__WHAT THE EXERCISE ASKS__.
Only the lines from the beginning of the data below through the line containing "Could you please" belong in the response, each copied exactly.

*** Opening of DATA SHOWN ***

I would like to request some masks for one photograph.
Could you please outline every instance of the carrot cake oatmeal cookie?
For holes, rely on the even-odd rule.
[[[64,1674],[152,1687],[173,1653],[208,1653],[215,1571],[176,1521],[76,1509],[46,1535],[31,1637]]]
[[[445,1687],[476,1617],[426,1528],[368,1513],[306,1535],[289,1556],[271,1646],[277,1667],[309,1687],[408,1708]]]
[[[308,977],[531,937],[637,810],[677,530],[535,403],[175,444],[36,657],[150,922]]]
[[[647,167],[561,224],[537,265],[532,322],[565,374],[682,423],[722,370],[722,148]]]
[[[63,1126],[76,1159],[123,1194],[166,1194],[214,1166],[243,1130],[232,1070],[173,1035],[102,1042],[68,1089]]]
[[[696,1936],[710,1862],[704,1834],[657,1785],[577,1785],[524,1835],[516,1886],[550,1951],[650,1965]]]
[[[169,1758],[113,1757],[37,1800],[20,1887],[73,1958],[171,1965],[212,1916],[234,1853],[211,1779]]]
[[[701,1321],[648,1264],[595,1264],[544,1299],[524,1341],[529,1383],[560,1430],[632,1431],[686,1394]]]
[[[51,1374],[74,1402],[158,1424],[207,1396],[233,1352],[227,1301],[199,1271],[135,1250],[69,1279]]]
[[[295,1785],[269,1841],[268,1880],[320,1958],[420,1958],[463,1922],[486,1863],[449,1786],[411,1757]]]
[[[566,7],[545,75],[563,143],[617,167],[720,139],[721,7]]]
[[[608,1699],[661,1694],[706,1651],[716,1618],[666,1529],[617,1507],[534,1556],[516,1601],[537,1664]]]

*** Close of DATA SHOWN ***

__WRITTEN SOLUTION__.
I would like to request some masks for one photograph.
Could you please outline every instance of the carrot cake oatmeal cookie?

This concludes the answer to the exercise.